* _Work request_
Report back every line from the entries below in which the word "query" occurs.

* _Data supplied_
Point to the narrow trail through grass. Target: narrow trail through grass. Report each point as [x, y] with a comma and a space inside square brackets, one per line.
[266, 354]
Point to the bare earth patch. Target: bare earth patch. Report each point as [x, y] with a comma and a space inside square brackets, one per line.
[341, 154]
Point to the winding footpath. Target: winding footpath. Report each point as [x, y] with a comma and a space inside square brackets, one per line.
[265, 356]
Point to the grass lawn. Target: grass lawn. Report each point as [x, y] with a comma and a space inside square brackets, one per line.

...

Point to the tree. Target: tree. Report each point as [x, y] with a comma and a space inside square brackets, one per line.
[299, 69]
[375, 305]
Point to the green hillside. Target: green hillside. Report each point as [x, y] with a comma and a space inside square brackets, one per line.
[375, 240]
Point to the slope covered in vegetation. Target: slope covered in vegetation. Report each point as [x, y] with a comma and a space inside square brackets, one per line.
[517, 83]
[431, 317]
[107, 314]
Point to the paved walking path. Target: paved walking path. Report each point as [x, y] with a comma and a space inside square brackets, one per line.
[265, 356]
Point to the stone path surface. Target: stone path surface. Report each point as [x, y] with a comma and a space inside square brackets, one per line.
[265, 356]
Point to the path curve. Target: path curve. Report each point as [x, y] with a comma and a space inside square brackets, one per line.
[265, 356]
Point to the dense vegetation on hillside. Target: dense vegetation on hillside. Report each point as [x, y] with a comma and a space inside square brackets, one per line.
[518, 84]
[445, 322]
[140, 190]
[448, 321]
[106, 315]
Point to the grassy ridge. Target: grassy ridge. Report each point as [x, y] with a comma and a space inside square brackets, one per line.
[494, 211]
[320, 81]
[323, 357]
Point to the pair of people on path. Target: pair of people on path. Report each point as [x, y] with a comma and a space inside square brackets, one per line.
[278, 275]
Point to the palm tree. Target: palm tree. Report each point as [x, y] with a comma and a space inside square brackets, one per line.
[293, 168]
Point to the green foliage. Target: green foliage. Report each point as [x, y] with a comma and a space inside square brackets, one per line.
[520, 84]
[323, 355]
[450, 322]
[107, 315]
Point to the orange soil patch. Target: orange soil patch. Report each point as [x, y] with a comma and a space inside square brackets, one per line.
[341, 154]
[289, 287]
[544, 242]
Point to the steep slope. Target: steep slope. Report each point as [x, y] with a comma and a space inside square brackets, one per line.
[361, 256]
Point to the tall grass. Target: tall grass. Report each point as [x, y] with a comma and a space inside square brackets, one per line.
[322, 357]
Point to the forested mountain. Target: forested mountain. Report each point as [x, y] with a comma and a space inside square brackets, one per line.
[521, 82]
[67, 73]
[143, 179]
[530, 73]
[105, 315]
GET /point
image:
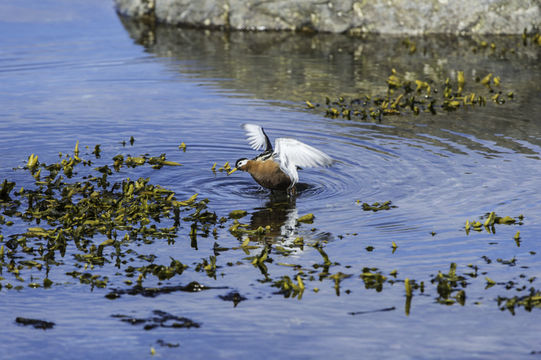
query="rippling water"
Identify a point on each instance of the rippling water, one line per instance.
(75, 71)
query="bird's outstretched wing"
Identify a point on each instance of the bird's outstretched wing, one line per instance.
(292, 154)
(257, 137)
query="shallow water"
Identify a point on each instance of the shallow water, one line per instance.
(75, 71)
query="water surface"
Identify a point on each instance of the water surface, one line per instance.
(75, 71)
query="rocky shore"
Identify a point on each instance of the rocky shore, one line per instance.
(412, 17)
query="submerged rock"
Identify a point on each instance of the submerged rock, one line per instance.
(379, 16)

* _Response for this exercise_
query="rippling water"
query="bird's outstretched wing"
query="shallow water"
query="water surface"
query="rocky shore"
query="submerged rock"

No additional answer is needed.